## Begin RECORDS FOR THE TASK

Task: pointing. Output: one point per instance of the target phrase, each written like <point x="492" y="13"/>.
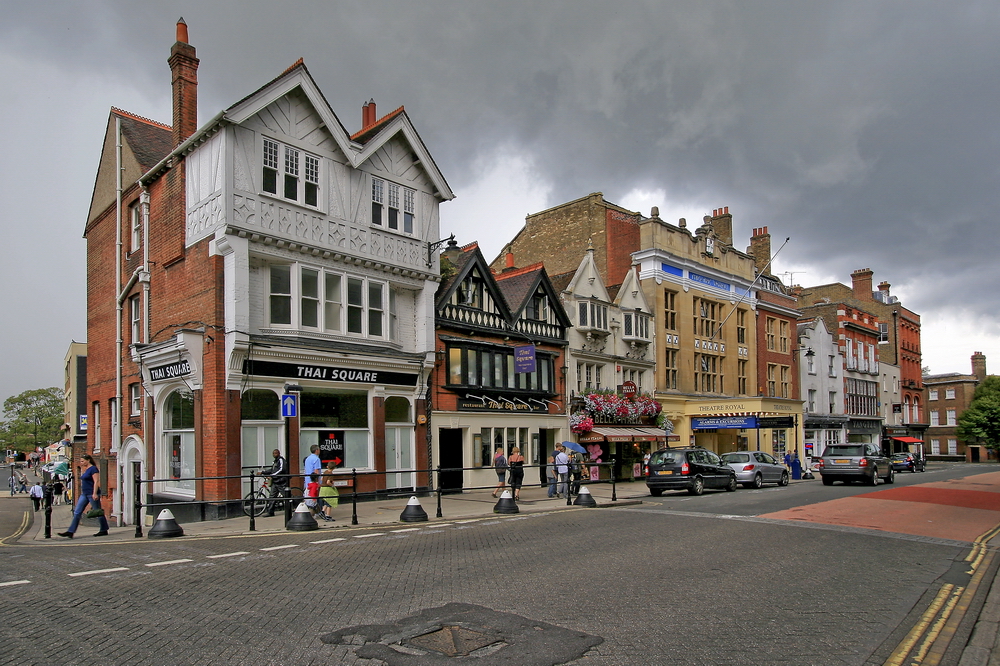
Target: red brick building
<point x="948" y="395"/>
<point x="265" y="252"/>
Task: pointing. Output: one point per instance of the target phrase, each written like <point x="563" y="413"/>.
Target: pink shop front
<point x="625" y="446"/>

## End RECORDS FOR THE TASK

Please retype all of the data above word for word, leaving the pictures out.

**OUTPUT OF THE TASK**
Task: pointing. Output: one point per instance of the target phrase, each written like <point x="492" y="13"/>.
Target: red brick building
<point x="948" y="395"/>
<point x="265" y="252"/>
Task: pointing. Output: one point per instance of the target phrase, each written like <point x="563" y="413"/>.
Target: pink shop front
<point x="625" y="446"/>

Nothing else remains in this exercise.